● Written problem
Please rewrite the listing below, replacing "white tower shaft" with "pale tower shaft" and leaving everything else unchanged. Omit the pictures from your answer.

|---|

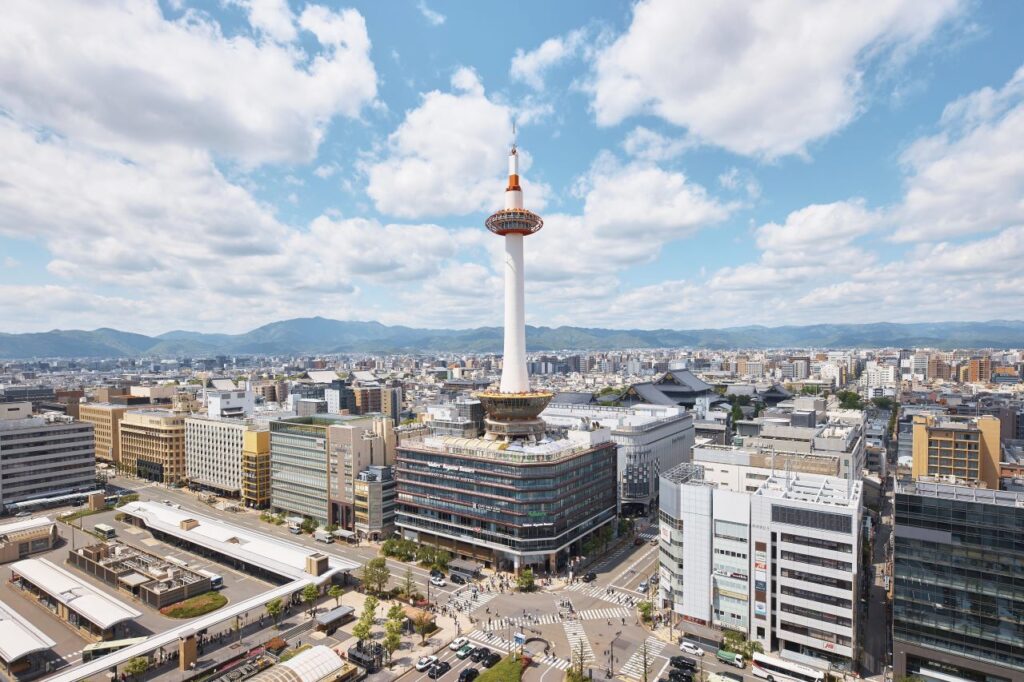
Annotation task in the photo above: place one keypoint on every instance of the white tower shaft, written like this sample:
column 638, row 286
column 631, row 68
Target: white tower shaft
column 514, row 376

|---|

● Output of the task
Annotation task in the photo above: place one keypoint on every instance of the pale tower shaft, written like this sample:
column 638, row 286
column 631, row 68
Target: pale tower shaft
column 514, row 376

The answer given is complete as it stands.